Page excerpt:
* * * *

This paper analyses energy savings, GHG emission reductions and costs of bio-refinery systems for polylactic acid (PLA) production. The systems comprise ‘multi-functional’ uses of biomass resources, i.e. use of agricultural residues for energy consumption, use of by-products, and recycling and waste-to-energy recovery of materials. We evaluate the performance of these systems per kg of bio-based polymer produced and per ha of biomass production. The evaluation is done using data of Poland assuming that biomass and PLA production is embedded in a European energy and material market. First, the performance of different bio-refinery systems is investigated by means of a bottom-up chain analysis. Second, an analysis is applied that derives market prices of products and land depending on the own-price elasticity of demand. Thus, the costs of bio-refinery systems depending on the demand of land and material are determined. It is found that all PLA bio-refinery systems considered lead to net savings of non-renewable energy consumption of 70–220GJ/(hayr) and net GHG emission reductions of 3–17MgCO2eq/(hayr). Most of these PLA bio-refinery systems lead to net costs for the overall system of up to 4600€/(hayr). PLA production from short rotation wood leads to net benefits of about 1100€/(hayr) if a high amount of a high value product, i.e. fibres, is produced. Multi-functionality is necessary to ensure the viability of PLA bio-refinery systems from biomass with regard to energy savings and GHG emission reduction. However, the multi-functional use of biomass does not contribute much to overall incomes. Multifunctional biomass use – especially the use of biomass residues for energy consumption – contributes significantly to savings of non-renewable energy sources. Own-price elasticity of the demand for materials influences the overall costs of the bio-refinery system strongly. The own-price elasticity of land demand markets could become important if bio-refineries are introduced on a large scale.

* * * *

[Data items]
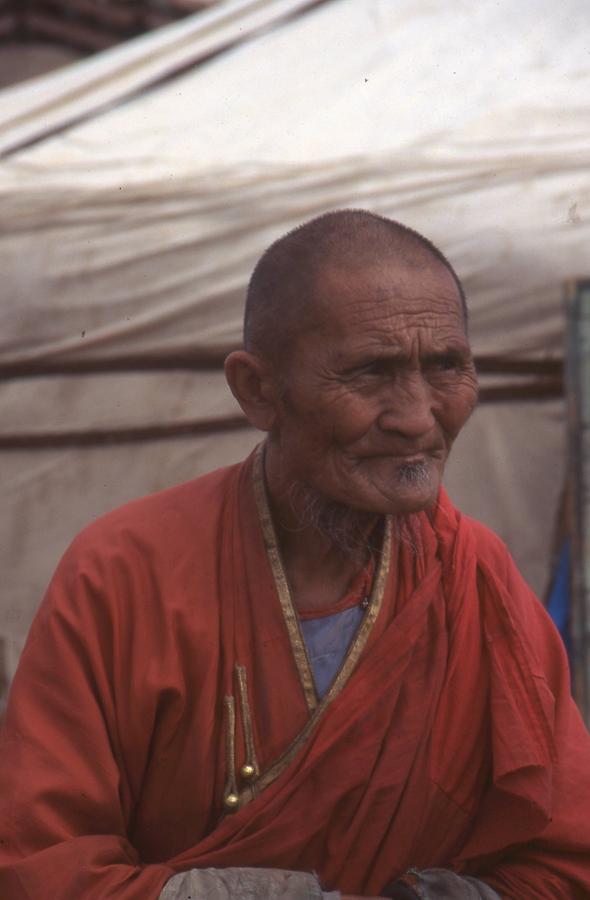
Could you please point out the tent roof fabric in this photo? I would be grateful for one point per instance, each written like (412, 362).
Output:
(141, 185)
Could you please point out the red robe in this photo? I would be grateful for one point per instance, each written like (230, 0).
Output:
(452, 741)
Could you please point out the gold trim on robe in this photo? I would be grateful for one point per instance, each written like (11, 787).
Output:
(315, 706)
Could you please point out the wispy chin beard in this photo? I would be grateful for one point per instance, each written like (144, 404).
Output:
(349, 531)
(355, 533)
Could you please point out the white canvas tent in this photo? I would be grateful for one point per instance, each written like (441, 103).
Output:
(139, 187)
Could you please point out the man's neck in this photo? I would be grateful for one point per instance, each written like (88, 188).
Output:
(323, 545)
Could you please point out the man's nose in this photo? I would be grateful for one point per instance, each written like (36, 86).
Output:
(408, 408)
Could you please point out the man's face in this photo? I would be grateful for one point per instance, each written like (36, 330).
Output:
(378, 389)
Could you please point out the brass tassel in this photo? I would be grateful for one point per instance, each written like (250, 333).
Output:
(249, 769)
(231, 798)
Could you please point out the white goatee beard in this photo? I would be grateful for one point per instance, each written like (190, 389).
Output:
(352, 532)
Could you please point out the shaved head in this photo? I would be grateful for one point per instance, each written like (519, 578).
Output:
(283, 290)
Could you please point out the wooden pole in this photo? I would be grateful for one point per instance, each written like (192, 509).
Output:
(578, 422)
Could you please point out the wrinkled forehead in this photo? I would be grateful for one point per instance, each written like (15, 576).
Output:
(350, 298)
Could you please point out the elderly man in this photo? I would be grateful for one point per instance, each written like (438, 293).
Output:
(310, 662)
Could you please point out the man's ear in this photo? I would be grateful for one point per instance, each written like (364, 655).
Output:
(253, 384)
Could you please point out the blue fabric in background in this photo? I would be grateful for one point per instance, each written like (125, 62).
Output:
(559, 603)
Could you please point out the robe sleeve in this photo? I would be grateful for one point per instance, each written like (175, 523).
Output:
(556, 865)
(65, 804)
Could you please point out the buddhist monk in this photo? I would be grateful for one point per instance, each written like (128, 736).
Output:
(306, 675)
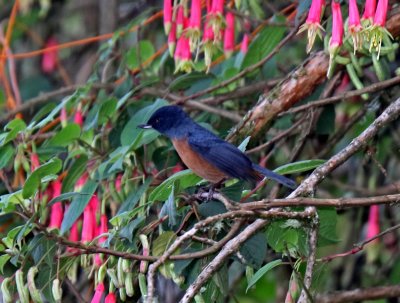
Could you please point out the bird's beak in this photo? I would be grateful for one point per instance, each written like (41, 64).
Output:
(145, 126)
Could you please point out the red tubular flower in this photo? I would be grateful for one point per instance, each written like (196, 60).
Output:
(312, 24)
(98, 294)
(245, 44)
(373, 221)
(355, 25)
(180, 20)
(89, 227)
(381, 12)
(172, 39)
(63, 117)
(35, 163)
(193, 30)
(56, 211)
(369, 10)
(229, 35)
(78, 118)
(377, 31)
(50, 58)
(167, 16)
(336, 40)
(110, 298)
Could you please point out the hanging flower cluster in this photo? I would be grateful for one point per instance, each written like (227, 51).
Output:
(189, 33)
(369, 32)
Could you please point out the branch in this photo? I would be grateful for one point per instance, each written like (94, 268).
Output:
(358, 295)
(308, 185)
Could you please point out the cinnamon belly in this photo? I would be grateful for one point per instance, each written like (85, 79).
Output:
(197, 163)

* * * *

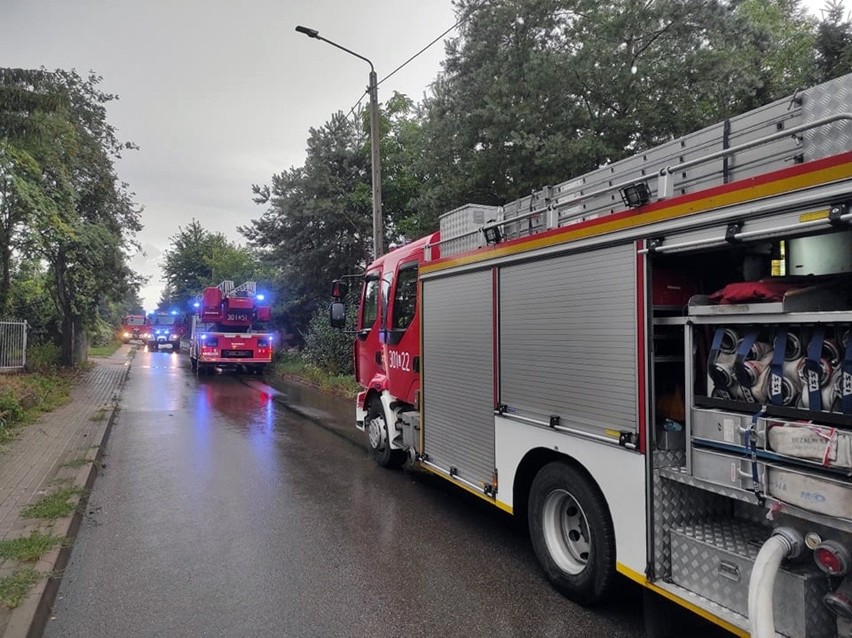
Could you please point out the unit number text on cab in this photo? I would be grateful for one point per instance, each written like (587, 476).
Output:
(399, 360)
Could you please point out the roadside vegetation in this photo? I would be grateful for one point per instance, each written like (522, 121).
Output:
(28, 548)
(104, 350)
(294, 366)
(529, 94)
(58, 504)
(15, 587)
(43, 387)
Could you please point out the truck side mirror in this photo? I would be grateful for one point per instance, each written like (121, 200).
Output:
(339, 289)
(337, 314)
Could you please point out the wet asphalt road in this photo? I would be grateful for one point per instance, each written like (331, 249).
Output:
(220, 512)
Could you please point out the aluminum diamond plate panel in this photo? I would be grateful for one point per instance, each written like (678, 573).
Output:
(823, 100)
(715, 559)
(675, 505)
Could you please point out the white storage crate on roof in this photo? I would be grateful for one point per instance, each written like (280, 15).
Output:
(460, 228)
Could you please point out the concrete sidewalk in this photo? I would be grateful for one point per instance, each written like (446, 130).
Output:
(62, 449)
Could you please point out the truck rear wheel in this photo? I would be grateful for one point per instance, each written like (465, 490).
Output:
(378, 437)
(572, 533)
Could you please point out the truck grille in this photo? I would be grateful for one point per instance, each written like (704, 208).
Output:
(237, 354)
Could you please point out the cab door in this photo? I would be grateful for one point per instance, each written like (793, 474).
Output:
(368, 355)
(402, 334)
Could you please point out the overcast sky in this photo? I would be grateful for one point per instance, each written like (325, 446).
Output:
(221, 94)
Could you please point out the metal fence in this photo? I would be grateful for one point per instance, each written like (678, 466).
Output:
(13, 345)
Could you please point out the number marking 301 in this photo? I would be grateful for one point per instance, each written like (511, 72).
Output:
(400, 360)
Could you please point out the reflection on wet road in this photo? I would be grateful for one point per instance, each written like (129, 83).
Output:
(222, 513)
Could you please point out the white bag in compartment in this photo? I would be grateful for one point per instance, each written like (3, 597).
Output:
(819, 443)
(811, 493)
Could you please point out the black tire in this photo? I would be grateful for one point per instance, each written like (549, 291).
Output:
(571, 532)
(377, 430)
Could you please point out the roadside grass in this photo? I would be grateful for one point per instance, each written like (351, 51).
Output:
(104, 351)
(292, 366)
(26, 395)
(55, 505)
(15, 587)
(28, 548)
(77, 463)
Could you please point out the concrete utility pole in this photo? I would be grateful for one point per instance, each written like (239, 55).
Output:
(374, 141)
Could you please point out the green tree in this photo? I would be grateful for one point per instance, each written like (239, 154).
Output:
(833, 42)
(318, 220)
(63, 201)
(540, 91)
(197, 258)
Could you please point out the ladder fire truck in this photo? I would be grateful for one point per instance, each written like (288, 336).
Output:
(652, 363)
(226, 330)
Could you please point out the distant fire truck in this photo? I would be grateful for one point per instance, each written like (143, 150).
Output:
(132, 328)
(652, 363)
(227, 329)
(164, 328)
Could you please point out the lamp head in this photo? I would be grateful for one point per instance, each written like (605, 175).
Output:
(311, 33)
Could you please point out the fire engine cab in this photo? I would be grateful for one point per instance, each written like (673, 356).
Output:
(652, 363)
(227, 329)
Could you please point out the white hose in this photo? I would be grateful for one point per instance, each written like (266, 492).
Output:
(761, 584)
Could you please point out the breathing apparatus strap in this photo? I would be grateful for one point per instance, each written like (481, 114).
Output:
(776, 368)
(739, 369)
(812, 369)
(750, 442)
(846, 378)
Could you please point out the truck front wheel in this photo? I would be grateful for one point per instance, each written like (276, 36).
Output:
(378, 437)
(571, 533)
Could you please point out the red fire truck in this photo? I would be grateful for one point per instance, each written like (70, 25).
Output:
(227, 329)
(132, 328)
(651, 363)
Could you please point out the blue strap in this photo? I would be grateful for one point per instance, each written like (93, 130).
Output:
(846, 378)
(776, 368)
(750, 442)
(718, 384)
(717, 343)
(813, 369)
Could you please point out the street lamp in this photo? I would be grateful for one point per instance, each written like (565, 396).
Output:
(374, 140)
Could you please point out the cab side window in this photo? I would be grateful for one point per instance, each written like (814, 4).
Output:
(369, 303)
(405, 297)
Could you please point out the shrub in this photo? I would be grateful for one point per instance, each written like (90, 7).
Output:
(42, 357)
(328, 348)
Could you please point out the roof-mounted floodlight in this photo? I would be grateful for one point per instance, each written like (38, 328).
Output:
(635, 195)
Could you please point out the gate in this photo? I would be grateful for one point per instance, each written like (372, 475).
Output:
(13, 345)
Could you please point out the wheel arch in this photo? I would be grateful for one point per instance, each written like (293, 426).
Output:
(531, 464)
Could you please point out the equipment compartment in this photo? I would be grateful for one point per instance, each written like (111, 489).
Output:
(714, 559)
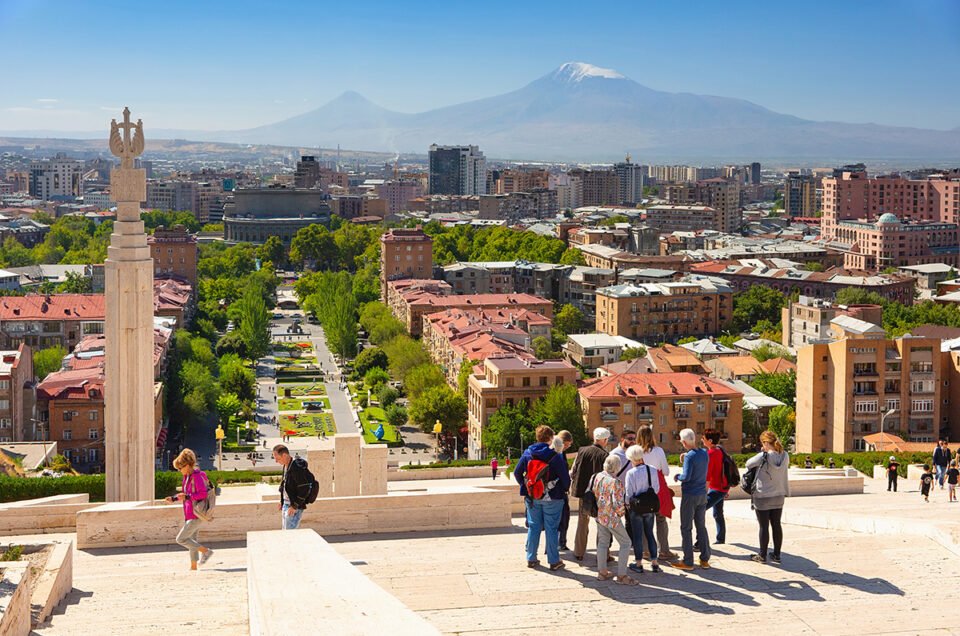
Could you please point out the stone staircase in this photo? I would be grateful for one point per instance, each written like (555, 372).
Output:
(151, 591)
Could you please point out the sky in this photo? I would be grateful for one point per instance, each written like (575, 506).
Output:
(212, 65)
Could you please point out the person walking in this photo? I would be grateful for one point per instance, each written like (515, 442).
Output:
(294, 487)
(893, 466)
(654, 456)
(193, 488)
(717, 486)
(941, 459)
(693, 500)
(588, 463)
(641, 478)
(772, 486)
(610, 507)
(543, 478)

* * * *

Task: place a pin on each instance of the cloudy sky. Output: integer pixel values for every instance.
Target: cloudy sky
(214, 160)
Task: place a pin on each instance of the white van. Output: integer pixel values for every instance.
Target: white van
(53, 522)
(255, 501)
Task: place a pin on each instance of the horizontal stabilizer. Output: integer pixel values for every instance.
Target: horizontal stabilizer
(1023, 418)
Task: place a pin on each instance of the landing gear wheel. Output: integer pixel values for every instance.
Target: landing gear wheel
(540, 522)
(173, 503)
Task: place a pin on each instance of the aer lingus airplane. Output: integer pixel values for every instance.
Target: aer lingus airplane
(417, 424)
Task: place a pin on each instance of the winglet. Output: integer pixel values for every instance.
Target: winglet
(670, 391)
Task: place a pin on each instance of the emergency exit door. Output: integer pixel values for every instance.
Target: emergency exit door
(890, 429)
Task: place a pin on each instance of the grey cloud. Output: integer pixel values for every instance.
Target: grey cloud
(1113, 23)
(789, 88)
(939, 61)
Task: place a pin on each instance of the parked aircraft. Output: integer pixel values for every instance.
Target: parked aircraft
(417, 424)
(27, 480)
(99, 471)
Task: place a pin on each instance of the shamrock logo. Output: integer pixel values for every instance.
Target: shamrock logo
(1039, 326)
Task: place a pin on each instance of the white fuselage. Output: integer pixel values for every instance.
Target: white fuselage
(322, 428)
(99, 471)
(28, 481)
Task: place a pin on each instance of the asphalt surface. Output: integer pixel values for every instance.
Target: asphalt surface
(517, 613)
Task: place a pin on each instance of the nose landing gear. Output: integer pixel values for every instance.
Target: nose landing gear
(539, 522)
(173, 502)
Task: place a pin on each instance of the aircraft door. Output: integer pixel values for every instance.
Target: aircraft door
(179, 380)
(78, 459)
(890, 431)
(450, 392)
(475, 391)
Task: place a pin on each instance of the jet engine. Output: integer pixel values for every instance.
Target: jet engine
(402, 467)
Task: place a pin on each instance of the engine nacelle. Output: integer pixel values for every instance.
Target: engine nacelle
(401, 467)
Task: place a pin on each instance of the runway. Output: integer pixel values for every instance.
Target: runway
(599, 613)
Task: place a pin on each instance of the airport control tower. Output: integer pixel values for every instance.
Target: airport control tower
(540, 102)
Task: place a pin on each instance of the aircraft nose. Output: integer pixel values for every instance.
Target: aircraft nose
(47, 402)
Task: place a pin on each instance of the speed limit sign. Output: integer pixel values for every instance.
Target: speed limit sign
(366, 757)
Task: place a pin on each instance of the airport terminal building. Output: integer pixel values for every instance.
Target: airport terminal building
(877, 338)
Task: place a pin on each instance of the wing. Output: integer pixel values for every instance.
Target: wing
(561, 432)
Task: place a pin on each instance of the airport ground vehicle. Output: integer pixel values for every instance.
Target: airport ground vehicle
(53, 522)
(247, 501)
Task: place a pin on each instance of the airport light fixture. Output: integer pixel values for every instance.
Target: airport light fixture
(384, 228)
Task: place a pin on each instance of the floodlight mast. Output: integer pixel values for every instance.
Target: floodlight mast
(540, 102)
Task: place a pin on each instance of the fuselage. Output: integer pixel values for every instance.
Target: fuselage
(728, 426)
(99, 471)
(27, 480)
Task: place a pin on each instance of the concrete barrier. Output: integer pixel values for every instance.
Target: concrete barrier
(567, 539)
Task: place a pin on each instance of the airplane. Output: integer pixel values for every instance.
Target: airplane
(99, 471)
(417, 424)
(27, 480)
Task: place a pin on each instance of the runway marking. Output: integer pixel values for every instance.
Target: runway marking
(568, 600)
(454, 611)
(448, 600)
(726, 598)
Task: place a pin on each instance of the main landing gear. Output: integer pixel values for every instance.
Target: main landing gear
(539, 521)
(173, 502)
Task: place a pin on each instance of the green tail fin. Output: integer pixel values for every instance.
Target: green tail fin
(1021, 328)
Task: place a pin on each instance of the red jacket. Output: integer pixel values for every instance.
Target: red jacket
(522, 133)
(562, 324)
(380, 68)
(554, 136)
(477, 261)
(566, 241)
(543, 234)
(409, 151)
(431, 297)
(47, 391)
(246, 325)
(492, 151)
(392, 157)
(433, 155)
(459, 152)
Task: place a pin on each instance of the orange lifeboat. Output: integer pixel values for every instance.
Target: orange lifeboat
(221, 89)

* * * *

Reproduce the passage on bio-refinery systems for polylactic acid in full, word for word. The rows bear no relation to the passage on bio-refinery systems for polylactic acid.

Response for this exercise:
This paper analyses energy savings, GHG emission reductions and costs of bio-refinery systems for polylactic acid (PLA) production. The systems comprise ‘multi-functional’ uses of biomass resources, i.e. use of agricultural residues for energy consumption, use of by-products, and recycling and waste-to-energy recovery of materials. We evaluate the performance of these systems per kg of bio-based polymer produced and per ha of biomass production. The evaluation is done using data of Poland assuming that biomass and PLA production is embedded in a European energy and material market. First, the performance of different bio-refinery systems is investigated by means of a bottom-up chain analysis. Second, an analysis is applied that derives market prices of products and land depending on the own-price elasticity of demand. Thus, the costs of bio-refinery systems depending on the demand of land and material are determined. It is found that all PLA bio-refinery systems considered lead to net savings of non-renewable energy consumption of 70–220GJ/(hayr) and net GHG emission reductions of 3–17MgCO2eq/(hayr). Most of these PLA bio-refinery systems lead to net costs for the overall system of up to 4600€/(hayr). PLA production from short rotation wood leads to net benefits of about 1100€/(hayr) if a high amount of a high value product, i.e. fibres, is produced. Multi-functionality is necessary to ensure the viability of PLA bio-refinery systems from biomass with regard to energy savings and GHG emission reduction. However, the multi-functional use of biomass does not contribute much to overall incomes. Multifunctional biomass use – especially the use of biomass residues for energy consumption – contributes significantly to savings of non-renewable energy sources. Own-price elasticity of the demand for materials influences the overall costs of the bio-refinery system strongly. The own-price elasticity of land demand markets could become important if bio-refineries are introduced on a large scale.